# Material for this task
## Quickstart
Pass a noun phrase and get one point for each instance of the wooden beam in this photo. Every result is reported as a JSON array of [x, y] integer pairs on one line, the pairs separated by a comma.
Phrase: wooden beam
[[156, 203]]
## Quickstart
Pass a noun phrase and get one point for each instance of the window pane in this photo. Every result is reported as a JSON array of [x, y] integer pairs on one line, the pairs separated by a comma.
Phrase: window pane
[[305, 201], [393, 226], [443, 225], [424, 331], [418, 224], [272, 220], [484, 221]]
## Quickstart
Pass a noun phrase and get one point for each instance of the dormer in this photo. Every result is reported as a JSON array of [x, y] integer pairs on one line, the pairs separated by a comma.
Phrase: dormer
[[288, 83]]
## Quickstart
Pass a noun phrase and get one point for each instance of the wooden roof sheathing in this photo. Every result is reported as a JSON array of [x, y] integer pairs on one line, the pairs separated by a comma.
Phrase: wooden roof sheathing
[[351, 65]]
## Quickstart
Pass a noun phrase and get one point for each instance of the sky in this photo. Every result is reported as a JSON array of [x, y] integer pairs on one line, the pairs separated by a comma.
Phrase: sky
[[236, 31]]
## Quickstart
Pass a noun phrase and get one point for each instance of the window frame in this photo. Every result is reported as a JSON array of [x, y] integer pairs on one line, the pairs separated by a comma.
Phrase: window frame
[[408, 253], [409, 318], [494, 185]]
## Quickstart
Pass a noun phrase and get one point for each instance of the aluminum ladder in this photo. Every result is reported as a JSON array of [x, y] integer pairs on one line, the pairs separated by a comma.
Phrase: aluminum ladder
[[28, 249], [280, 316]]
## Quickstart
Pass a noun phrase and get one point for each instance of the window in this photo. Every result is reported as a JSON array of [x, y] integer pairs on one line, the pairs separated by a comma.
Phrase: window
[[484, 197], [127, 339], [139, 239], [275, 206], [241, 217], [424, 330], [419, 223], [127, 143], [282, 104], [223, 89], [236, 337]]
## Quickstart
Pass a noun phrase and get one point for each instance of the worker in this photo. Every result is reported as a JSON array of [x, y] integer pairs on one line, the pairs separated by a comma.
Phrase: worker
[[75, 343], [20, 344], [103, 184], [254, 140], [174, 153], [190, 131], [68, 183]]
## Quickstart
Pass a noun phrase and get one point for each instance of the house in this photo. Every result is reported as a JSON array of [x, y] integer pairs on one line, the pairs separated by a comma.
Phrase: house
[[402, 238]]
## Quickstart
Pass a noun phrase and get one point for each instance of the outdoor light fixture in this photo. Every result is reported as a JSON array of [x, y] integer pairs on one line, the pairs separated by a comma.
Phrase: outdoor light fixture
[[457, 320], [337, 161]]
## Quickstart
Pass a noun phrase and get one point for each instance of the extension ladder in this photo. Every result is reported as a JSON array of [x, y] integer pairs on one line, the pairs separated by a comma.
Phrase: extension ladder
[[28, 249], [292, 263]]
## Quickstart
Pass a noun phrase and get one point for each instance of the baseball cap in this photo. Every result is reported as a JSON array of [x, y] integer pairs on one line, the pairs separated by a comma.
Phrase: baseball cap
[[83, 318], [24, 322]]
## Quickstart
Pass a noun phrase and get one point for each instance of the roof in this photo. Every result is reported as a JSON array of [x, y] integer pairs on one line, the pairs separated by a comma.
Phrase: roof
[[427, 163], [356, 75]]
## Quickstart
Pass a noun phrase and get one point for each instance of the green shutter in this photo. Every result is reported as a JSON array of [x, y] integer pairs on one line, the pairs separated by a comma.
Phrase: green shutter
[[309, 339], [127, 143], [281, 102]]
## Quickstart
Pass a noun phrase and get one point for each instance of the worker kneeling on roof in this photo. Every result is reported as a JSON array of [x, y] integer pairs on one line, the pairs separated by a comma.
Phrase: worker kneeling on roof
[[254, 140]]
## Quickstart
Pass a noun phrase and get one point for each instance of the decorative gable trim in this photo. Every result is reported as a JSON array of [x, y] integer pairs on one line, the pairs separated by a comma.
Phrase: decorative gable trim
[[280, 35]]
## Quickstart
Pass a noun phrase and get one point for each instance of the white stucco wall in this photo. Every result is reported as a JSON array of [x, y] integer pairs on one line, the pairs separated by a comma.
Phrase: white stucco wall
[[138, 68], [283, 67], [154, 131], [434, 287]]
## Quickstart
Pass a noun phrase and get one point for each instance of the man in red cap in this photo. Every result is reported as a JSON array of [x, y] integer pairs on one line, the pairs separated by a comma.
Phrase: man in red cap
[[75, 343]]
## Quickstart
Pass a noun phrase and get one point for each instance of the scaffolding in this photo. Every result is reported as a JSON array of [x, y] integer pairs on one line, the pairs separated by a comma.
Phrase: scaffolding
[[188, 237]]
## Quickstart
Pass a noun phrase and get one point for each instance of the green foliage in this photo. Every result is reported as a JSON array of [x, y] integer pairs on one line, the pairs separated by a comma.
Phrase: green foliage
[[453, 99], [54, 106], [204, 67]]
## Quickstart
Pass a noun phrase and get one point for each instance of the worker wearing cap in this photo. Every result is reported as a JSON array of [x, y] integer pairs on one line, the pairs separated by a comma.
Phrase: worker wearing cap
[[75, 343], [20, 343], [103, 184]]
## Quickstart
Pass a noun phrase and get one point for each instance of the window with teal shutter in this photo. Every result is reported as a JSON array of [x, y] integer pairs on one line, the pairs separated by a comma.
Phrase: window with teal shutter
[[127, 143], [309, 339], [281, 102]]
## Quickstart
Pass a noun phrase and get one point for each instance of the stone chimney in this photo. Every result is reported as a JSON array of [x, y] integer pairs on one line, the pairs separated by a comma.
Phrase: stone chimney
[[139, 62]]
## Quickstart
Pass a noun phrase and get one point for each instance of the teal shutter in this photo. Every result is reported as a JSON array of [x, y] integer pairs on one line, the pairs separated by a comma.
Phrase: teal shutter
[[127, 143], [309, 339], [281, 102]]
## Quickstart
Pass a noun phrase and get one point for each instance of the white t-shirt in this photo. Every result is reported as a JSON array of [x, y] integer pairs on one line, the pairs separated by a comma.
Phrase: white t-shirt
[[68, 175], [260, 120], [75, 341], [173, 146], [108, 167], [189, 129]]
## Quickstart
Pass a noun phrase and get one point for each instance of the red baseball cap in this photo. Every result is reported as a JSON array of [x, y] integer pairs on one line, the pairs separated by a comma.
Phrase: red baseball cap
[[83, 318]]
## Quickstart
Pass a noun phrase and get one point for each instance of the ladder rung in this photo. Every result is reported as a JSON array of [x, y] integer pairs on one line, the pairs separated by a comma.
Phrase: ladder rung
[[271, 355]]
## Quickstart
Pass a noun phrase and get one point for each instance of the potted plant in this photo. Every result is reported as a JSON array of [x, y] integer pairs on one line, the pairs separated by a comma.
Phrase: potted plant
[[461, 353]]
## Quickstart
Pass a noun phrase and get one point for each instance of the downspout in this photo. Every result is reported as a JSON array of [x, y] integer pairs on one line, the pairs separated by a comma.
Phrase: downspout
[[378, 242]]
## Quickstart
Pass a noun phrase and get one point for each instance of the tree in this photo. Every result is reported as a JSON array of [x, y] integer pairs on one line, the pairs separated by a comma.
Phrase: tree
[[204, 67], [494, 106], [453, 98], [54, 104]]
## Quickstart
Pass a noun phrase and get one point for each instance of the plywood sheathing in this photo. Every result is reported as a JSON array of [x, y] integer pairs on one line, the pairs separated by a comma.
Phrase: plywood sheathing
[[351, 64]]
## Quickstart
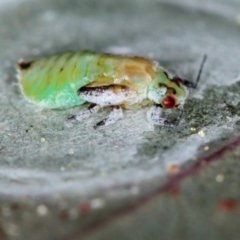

# Problem to solve
Count the lines of the records that contain the string "baseball", matching case exactly. Reply with the number only.

# Solution for this task
4